Textblock:
__________________________________________________

Viele deiner Figuren werden gerettet oder es wird ihnen vergeben, obwohl sie eine Menge echt schlimmes Zeug getan haben. Wolltest du so viele wie möglich retten?
Freedom ist jemand, der sehr hart zu sich selbst ist und ich wollte wirklich sehen, dass sie eine zweite Chance bekommt. Ich habe sehr viele zweite Chancen im Leben bekommen und das ist etwas, das nicht vielen vergönnt ist. Ich mag es, wenn Figuren, die ich zu lieben gelernt habe eine solche bekommen, aber ich töte auch gerne die Bösewichte, weil ich dieses Gerechtigkeitsgefühl kriege, wenn ich es schreibe. Aber ich bin oft hin- und hergerissen, was das Schicksal mancher Figuren sein soll.
In der Danksagung des Buches heißt es, dass ein Psychologe dir dabei geholfen hat, die Figuren zu entwickeln. Wieso?

__________________________________________________

Datenliste:
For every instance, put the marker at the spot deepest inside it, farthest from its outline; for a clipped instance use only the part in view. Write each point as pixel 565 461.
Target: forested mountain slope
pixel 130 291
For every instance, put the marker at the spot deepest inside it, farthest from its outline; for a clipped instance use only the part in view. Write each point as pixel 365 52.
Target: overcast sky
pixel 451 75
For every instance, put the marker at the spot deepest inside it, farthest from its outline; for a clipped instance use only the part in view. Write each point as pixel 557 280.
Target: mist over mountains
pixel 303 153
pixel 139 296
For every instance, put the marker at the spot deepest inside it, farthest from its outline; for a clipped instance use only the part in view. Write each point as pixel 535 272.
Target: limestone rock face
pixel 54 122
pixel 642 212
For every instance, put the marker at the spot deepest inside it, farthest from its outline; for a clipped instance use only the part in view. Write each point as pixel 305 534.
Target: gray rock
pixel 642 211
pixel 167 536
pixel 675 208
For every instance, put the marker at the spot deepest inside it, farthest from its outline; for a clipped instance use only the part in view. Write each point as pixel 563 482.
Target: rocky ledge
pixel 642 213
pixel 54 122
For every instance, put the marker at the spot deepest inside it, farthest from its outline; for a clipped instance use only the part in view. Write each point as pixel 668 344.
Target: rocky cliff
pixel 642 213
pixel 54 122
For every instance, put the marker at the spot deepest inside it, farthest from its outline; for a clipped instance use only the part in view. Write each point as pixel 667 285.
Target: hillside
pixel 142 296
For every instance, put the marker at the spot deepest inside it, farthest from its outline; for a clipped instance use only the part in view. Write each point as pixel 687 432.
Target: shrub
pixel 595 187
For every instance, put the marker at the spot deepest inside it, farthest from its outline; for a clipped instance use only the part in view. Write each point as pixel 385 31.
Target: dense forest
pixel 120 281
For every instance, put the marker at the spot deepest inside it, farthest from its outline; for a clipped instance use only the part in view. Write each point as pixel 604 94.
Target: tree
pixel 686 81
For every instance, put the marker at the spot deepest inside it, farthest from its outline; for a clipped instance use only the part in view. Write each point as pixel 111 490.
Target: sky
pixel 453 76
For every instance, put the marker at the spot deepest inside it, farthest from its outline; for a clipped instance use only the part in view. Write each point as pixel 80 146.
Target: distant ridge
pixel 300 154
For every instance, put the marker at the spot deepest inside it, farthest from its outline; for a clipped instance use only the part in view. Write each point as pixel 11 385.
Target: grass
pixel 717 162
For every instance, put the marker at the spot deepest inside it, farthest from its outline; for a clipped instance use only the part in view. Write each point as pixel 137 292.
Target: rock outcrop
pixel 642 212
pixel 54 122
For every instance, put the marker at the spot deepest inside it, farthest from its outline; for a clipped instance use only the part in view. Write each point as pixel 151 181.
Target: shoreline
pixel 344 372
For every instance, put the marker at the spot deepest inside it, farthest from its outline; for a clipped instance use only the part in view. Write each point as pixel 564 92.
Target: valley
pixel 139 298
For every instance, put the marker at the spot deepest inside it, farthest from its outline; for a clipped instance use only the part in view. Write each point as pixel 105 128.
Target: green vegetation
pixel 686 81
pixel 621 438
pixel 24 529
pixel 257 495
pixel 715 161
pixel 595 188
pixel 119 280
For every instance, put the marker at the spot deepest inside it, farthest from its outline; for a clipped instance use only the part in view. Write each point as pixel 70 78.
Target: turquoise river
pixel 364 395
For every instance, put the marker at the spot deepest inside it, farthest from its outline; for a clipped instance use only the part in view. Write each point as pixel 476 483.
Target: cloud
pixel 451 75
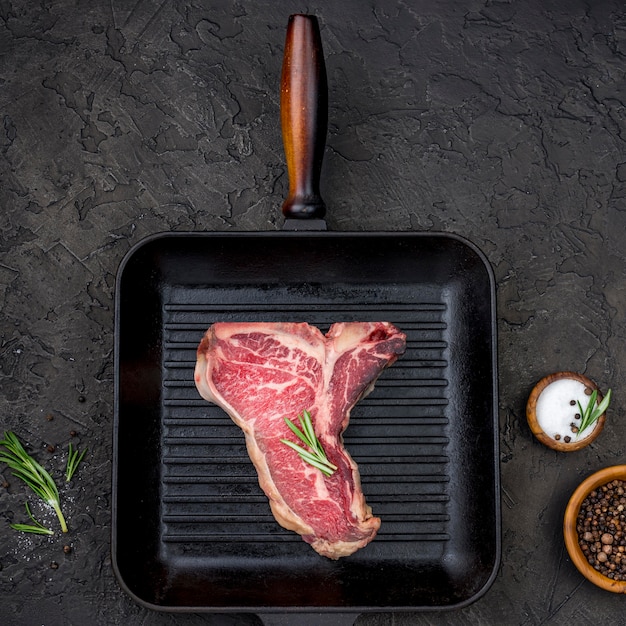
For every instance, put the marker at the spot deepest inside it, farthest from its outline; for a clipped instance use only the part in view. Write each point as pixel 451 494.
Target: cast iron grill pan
pixel 193 530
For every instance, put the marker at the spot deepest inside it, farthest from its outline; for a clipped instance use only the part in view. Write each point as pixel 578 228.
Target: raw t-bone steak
pixel 260 373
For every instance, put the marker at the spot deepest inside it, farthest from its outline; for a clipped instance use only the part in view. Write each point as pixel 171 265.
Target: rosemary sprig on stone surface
pixel 36 528
pixel 315 454
pixel 73 459
pixel 34 475
pixel 590 414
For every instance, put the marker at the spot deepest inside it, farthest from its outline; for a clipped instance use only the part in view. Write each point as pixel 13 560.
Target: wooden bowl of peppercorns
pixel 594 528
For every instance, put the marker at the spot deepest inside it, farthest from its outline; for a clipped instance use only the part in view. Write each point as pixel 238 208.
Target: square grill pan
pixel 192 530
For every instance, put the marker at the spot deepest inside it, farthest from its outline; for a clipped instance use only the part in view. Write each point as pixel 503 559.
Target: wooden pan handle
pixel 304 116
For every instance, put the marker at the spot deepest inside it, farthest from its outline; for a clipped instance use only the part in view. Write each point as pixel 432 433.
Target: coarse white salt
pixel 556 413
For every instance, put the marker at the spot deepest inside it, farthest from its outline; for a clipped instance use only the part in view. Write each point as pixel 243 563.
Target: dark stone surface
pixel 499 121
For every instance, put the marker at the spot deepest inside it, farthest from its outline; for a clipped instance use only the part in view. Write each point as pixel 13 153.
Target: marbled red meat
pixel 260 373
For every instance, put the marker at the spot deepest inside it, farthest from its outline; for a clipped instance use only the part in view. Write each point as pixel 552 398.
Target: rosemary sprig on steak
pixel 315 454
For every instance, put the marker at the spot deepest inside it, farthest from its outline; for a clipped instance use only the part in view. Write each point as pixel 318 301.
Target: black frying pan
pixel 192 530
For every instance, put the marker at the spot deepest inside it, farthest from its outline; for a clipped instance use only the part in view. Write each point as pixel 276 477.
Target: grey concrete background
pixel 500 121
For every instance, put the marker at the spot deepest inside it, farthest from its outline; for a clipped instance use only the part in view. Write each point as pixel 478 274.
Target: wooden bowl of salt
pixel 554 415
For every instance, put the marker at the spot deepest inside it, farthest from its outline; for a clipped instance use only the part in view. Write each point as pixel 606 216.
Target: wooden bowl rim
pixel 570 533
pixel 540 434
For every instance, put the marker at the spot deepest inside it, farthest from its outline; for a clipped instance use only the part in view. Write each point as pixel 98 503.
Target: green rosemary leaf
pixel 315 454
pixel 34 475
pixel 592 412
pixel 73 460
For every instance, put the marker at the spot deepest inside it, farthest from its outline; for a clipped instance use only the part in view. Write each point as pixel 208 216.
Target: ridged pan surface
pixel 192 530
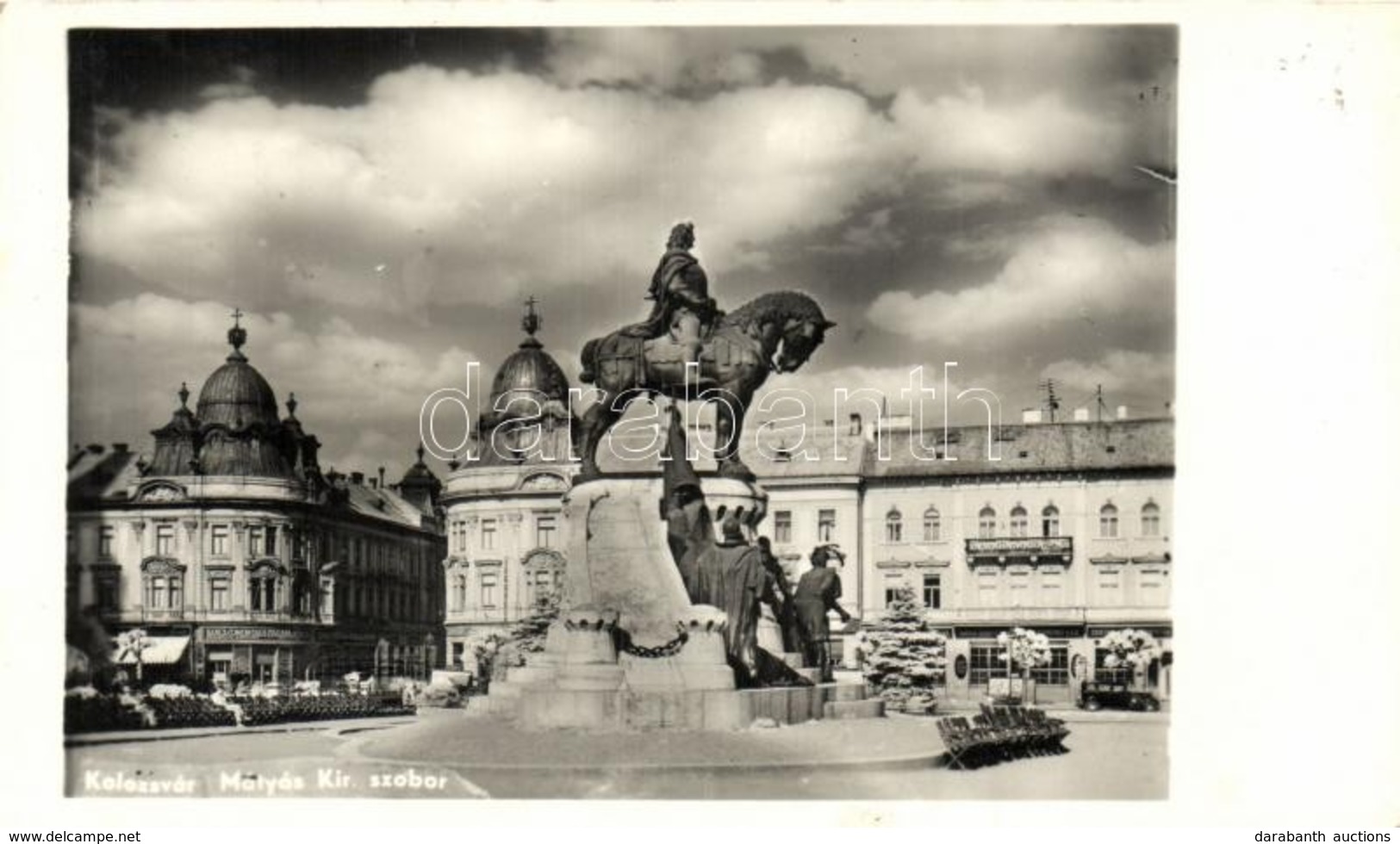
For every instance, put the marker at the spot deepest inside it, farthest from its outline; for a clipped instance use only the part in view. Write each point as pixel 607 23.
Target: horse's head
pixel 800 340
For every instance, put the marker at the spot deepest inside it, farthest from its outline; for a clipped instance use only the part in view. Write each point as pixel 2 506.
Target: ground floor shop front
pixel 255 654
pixel 978 667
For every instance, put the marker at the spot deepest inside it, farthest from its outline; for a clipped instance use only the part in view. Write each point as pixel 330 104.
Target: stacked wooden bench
pixel 1001 734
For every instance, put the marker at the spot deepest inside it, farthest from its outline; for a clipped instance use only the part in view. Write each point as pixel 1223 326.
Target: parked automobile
pixel 1095 696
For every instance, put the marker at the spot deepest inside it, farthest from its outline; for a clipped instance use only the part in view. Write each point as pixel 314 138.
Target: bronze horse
pixel 776 332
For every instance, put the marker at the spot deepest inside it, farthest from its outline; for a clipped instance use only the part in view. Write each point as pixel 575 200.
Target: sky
pixel 380 202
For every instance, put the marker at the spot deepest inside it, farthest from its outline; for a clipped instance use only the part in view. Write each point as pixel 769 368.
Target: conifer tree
pixel 903 657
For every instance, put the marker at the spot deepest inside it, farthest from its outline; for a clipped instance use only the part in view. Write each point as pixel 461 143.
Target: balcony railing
pixel 1001 550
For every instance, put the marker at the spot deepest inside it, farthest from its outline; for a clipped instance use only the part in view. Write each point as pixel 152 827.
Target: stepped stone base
pixel 840 710
pixel 623 710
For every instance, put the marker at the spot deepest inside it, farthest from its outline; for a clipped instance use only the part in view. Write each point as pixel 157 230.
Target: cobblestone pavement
pixel 1109 760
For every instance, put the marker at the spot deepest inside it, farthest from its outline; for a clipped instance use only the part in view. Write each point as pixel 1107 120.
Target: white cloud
pixel 1042 136
pixel 1066 269
pixel 1117 371
pixel 450 186
pixel 358 392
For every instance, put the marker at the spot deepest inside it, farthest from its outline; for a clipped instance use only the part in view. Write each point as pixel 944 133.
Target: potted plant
pixel 1024 649
pixel 1133 649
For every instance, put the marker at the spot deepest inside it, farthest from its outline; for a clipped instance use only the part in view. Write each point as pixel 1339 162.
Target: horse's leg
pixel 728 429
pixel 600 419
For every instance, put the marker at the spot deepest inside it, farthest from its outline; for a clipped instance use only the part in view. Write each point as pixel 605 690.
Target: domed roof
pixel 528 378
pixel 237 395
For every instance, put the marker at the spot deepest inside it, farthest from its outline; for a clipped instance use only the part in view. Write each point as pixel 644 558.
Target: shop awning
pixel 160 649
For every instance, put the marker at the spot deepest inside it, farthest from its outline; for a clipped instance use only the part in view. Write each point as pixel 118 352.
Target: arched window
pixel 1018 521
pixel 164 584
pixel 1151 519
pixel 893 526
pixel 933 525
pixel 1109 521
pixel 987 523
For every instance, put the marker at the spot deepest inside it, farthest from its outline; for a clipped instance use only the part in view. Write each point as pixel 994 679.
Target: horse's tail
pixel 588 358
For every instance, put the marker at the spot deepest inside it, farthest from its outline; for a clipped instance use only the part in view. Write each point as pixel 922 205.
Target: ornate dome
pixel 528 378
pixel 237 395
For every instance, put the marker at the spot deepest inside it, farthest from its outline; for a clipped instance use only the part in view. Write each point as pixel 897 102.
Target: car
pixel 1093 696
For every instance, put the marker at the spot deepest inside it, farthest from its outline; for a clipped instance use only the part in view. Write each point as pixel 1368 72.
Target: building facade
pixel 503 501
pixel 1061 528
pixel 240 559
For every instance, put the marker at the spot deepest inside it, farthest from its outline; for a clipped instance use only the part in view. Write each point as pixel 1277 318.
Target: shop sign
pixel 255 635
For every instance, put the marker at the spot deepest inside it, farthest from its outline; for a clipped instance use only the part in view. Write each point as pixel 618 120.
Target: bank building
pixel 241 559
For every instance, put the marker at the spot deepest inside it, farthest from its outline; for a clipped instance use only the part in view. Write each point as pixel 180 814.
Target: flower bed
pixel 325 707
pixel 96 711
pixel 190 711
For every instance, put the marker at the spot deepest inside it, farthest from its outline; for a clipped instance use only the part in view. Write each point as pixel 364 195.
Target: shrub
pixel 903 658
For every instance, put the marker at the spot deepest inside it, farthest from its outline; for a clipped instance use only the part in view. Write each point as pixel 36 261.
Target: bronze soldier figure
pixel 818 593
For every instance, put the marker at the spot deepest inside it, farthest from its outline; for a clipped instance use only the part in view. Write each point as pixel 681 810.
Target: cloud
pixel 358 394
pixel 1045 136
pixel 656 59
pixel 1063 270
pixel 458 188
pixel 1117 371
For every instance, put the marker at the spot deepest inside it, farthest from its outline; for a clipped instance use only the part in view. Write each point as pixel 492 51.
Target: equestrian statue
pixel 689 351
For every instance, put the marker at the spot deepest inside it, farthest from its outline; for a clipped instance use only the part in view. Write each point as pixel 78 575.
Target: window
pixel 544 530
pixel 986 523
pixel 458 593
pixel 107 593
pixel 783 526
pixel 219 541
pixel 983 664
pixel 1104 673
pixel 933 525
pixel 1109 521
pixel 219 593
pixel 1057 671
pixel 1151 519
pixel 262 593
pixel 933 591
pixel 893 526
pixel 156 593
pixel 541 584
pixel 1018 521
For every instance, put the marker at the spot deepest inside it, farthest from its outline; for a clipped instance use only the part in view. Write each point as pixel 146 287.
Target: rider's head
pixel 682 235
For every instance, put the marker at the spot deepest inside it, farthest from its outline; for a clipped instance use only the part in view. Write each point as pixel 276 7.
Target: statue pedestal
pixel 671 672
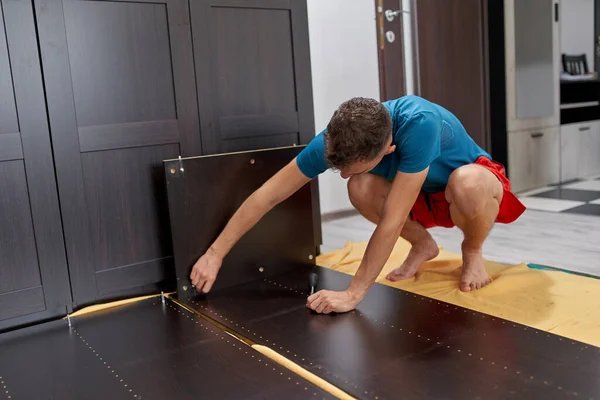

__________________________________________________

Zu erledigen:
[1] Wie lautet im Interviewauszug das Stück von „Viele deiner Figuren“ bis „wie möglich retten?“? Gib es wortgetreu wieder.
[2] Welche Substantive, Namen eingeschlossen, stehen im Interviewauszug in der Antwort, die mit „Freedom ist jemand“ beginnt? Nenne jedes nur einmal, in der Form seines ersten Vorkommens.
[3] Wie geht der Interviewauszug nach der Frage „Wieso?“ weiter? Schreib den nächsten Abschnitt.

Antworten im Einzelnen:
[1]
Viele deiner Figuren werden gerettet oder es wird ihnen vergeben, obwohl sie eine Menge echt schlimmes Zeug getan haben. Wolltest du so viele wie möglich retten?

[2] Freedom, Chance, Leben, Figuren, Bösewichte, Gerechtigkeitsgefühl, Schicksal

[3]
Das war einerseits mein Freund Stephen Quesada, den ich noch von der Schule kenne. Ich habe ihn gebeten mir mit einer bestimmten Figur zu helfen, weil das Innenleben dieser Person mir sehr schwer zu verstehen war. Diese Figur war pädophil. Aber es gibt da auch einen anderen Psychologen, wegen dem ich überhaupt zu schreiben begonnen habe. Ich war einige Jahre bevor ich anfing durch Amerika zu trampen in einer Suchtklinik und mein Therapeut war dieser konservative Mann, der jedes Mal zusammenzuckte, wenn ich das F-Wort gesagt habe. Er sagte mir, ich soll Tagebuch schreiben, aber das habe ich gehasst, denn wieso Vergangenheit aufschreiben, die man vergessen will?
Wie gelang dann der Sprung zur Belletristik?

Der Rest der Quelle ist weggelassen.